Tasks and exercises |
a) Name every kind of phone data that the contact detection article below says was used to detect close contacts.
b) Please answer these questions from the contact detection article below, one answer per line:
(i) What accuracy did testing of the HSE app show in detecting close contacts?
(ii) What does TC4TL stand for?
(iii) What does PACT stand for?

Text section |
By Niamh Belton, Jack Nicholls // Illustration by Kyle Hamilton
Contact detection is a method being used by organisations around the world in a bid to tackle the spread of Covid-19, but how exactly does it work and how can it be improved?
Using data produced by your phone, applications like the HSE Covid tracker app allow for the tracking and notification of potential contacts with people who have been tested positive for the virus. The HSE’s app uses Bluetooth data in order to calculate the distance and length of time people have been in contact with others. Testing of the app showed an accuracy of 72% in the detection of close contacts. Can machine learning methods improve the accuracy of close contact detection using other data produced by your phone?
NIST (National Institute of Standards and Technology of the USA) in collaboration with MIT’s research group PACT (Private Automated Contact Tracing) have created a challenge titled TC4TL, or Too Close For Too Long. The challenge saw universities around the world participate in an attempt to develop accurate and robust models to accurately calculate close contact detection. Positive results were produced using Bluetooth data, accelerometer and transmission power information. The results and methodology of the various groups can be viewed on the TC4TL challenge website (https://tc4tlchallenge.nist.gov/).

Supplied data |
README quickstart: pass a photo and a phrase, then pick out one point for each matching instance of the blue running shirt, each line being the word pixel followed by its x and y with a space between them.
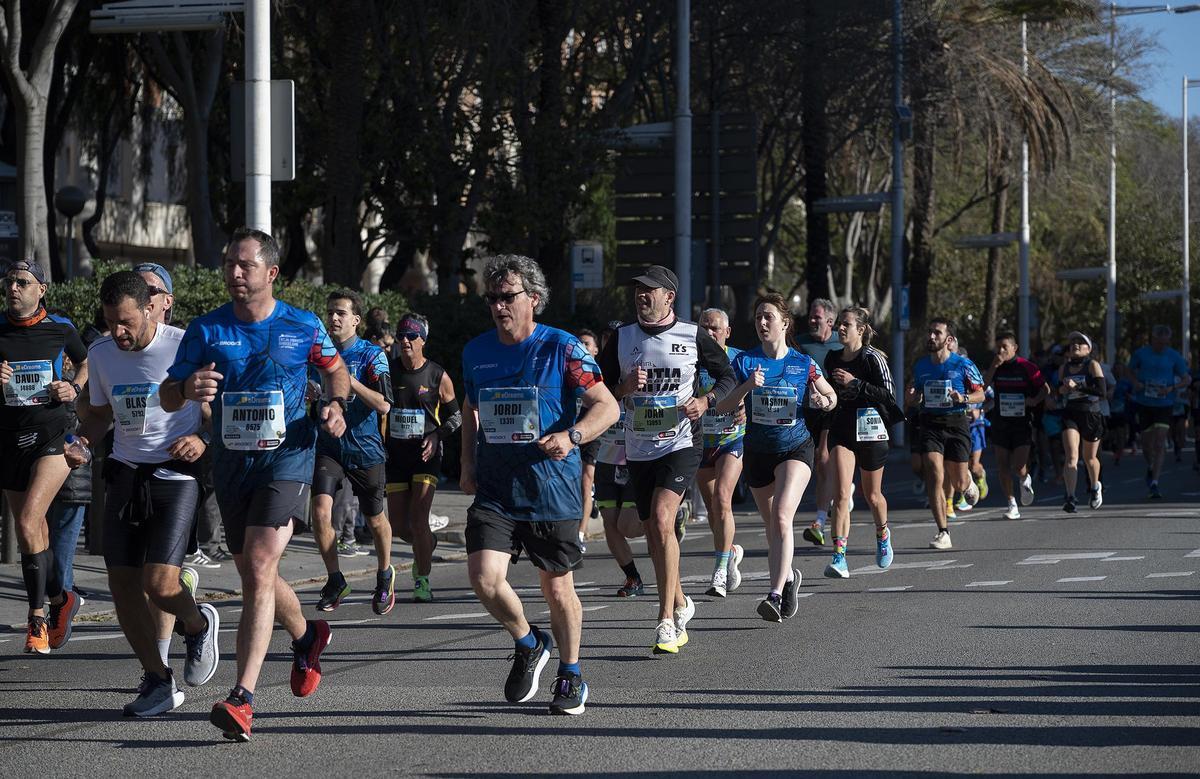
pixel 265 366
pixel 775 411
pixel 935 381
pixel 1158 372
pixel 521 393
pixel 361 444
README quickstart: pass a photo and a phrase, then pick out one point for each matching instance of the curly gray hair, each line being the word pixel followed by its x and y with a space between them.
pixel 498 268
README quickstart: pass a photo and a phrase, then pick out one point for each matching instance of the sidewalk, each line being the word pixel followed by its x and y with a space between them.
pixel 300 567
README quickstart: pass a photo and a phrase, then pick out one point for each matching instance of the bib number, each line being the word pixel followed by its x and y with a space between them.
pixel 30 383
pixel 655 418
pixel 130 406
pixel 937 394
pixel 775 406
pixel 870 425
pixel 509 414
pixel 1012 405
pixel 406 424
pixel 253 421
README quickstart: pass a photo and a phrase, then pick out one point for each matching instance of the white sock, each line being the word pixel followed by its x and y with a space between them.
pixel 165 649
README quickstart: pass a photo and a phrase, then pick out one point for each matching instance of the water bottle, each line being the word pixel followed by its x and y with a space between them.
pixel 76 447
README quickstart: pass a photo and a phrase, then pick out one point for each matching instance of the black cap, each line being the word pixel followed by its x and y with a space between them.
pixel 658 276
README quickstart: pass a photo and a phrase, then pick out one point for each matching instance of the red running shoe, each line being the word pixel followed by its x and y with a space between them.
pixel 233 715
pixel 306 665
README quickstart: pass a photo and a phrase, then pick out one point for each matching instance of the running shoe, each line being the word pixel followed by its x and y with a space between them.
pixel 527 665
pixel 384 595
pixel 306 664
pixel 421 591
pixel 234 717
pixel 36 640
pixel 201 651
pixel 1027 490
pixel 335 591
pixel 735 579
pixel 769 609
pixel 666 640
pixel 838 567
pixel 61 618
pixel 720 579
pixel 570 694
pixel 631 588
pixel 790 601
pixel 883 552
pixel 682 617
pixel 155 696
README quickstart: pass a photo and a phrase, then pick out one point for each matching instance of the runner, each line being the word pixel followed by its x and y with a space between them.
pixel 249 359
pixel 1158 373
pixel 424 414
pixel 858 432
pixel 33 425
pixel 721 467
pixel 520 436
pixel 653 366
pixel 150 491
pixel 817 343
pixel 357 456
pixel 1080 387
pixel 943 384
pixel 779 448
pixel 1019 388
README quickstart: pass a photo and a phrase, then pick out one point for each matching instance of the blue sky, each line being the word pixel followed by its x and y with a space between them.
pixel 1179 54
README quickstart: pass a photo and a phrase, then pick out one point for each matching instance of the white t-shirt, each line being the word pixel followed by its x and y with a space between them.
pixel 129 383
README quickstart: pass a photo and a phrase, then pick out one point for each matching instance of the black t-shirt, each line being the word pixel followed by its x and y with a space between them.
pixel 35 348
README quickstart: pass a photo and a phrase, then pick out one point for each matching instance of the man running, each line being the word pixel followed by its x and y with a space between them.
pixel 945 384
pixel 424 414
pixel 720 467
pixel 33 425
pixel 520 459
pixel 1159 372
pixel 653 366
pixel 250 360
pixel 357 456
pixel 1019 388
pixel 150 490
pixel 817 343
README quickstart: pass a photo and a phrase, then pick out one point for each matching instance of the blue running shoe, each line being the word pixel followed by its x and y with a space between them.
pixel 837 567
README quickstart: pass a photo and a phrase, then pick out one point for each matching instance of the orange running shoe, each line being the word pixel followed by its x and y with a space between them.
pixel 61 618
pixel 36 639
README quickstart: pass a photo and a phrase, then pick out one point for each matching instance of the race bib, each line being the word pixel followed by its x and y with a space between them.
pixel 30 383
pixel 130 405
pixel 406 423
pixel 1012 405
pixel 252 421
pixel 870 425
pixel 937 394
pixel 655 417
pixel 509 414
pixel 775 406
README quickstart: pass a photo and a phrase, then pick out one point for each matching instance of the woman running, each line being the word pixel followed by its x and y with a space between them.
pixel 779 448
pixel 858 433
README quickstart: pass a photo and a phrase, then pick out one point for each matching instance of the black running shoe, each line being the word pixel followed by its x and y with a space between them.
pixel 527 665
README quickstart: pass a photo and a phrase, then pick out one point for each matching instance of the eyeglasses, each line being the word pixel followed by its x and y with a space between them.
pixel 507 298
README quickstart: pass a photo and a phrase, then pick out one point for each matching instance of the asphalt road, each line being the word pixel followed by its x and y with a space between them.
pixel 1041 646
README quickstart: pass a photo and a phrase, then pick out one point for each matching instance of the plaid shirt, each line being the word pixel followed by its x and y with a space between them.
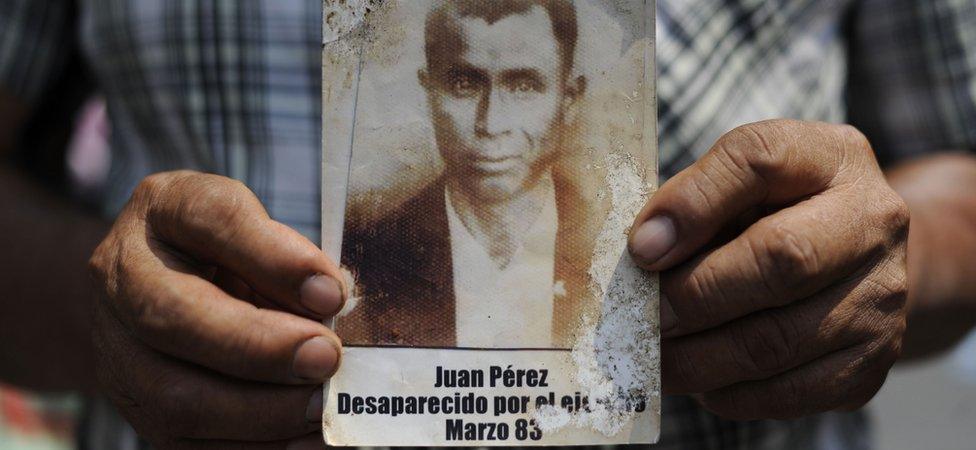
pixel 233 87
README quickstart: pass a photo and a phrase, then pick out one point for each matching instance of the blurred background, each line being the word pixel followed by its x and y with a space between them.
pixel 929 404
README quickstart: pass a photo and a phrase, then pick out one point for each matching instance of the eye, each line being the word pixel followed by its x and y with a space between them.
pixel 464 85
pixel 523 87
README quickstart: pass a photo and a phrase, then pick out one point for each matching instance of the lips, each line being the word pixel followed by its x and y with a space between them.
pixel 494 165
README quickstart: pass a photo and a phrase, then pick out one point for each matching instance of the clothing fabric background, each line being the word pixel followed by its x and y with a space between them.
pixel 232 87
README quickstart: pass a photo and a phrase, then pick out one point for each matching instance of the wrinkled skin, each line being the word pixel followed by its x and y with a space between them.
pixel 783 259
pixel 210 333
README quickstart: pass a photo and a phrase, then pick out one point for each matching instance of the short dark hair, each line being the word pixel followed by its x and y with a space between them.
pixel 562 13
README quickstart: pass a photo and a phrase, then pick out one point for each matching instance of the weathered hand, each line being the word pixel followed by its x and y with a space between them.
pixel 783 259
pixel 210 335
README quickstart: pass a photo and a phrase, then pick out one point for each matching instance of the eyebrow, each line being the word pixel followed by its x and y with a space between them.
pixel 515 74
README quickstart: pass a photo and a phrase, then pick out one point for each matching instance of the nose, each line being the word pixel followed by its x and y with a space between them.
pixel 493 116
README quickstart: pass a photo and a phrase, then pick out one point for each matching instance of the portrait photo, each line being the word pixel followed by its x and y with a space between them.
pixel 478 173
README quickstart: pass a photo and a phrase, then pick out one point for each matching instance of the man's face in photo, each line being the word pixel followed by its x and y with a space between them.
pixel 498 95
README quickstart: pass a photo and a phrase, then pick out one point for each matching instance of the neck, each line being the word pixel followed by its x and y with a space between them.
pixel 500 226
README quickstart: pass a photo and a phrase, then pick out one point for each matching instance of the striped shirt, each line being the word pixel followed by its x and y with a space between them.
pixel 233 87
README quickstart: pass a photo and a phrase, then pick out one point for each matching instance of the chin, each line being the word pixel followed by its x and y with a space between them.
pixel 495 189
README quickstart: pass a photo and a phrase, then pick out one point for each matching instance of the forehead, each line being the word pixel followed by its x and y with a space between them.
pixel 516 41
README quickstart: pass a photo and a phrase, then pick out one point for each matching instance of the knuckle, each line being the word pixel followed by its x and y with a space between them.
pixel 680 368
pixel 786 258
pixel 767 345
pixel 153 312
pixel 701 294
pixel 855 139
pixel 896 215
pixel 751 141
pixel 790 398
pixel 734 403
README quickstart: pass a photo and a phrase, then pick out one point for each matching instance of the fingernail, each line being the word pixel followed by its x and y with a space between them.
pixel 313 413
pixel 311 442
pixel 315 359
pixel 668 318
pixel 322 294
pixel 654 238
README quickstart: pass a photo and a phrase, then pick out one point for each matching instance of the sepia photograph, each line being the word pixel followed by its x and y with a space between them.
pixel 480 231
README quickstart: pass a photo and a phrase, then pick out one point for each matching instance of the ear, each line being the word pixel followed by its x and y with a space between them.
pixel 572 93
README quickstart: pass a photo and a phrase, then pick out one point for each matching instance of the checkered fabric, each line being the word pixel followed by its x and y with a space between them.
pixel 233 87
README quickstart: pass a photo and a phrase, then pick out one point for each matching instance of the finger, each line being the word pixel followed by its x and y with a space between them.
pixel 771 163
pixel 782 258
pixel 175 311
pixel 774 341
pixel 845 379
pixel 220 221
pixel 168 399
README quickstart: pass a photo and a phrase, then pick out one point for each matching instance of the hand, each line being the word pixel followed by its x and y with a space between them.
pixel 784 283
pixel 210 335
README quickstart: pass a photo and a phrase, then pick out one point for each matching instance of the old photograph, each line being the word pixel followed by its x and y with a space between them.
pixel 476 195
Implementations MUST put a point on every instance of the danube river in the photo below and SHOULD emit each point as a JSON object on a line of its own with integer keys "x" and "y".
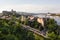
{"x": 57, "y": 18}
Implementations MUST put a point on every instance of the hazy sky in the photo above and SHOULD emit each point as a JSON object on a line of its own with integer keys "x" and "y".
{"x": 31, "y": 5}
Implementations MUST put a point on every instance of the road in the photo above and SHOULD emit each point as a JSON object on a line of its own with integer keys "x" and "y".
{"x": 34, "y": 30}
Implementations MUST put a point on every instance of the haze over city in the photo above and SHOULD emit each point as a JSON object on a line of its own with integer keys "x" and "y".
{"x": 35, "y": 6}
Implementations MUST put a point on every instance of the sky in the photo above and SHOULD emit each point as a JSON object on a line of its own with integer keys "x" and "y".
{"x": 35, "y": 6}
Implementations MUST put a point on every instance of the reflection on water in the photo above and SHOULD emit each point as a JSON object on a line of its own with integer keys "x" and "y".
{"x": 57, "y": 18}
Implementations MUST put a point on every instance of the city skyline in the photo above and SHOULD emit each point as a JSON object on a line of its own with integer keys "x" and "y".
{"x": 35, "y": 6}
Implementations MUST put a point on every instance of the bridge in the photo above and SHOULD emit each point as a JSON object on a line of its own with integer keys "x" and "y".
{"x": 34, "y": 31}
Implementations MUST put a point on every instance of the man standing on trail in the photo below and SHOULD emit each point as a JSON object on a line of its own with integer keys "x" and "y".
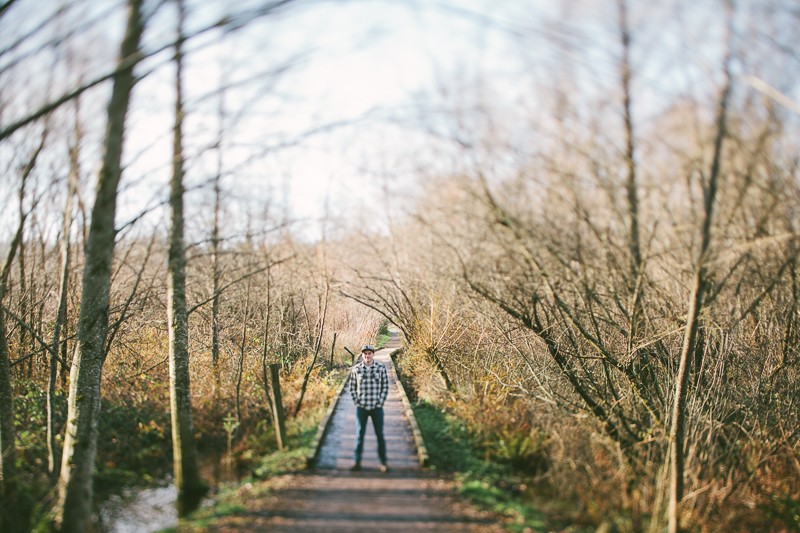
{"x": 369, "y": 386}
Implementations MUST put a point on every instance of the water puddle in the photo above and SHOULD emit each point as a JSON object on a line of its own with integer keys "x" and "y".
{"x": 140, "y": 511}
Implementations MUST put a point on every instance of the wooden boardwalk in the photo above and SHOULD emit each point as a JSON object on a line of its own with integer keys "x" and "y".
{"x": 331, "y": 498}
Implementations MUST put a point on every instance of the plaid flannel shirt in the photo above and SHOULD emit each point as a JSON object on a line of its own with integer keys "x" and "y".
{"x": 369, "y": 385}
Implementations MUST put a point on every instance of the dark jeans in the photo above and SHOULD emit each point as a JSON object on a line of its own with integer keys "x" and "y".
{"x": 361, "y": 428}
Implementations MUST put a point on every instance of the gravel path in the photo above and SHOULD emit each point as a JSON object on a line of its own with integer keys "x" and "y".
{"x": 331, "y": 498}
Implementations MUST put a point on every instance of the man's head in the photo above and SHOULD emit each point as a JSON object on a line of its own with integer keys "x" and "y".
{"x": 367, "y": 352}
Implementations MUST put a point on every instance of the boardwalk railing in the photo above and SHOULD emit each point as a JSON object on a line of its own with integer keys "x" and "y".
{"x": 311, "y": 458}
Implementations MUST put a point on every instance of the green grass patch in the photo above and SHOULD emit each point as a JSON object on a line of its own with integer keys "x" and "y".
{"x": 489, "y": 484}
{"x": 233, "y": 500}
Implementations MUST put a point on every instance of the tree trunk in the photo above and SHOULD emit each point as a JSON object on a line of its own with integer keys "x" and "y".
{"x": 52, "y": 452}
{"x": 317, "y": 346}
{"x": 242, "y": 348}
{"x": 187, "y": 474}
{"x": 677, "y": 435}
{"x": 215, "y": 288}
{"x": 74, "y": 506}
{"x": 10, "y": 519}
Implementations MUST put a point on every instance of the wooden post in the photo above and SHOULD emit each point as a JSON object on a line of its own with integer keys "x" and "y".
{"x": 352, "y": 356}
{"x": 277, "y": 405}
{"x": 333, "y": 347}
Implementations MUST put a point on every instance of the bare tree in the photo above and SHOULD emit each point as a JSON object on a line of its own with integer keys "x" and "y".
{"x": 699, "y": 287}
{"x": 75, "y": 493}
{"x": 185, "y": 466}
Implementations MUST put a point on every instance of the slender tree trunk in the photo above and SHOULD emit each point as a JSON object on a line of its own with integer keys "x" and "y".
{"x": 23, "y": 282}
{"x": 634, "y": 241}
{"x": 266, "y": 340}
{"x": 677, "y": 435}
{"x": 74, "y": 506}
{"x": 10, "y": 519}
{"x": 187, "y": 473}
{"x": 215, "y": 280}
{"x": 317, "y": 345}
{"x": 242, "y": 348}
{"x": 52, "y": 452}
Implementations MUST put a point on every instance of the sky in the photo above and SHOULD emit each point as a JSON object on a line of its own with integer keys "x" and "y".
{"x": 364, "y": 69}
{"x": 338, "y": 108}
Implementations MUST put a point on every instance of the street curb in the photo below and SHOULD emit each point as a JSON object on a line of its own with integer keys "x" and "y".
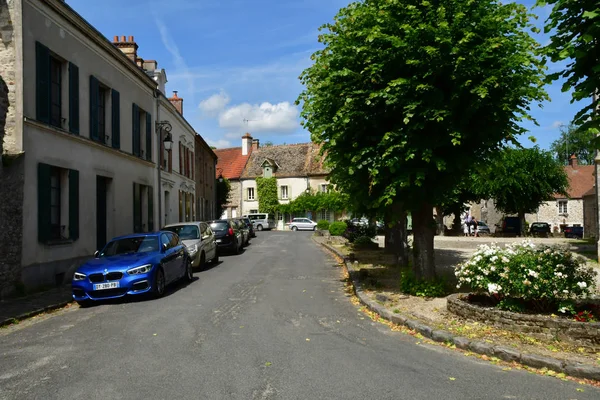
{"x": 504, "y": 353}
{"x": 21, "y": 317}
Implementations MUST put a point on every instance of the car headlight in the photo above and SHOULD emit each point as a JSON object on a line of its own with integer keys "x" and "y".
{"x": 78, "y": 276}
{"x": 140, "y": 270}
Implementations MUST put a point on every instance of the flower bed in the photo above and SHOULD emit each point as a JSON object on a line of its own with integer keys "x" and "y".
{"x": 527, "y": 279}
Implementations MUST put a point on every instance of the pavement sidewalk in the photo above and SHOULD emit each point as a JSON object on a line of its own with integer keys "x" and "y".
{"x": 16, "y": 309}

Task-by-task answers |
a) Bluetooth data, accelerometer information, transmission power information

b)
(i) 72%
(ii) Too Close For Too Long
(iii) Private Automated Contact Tracing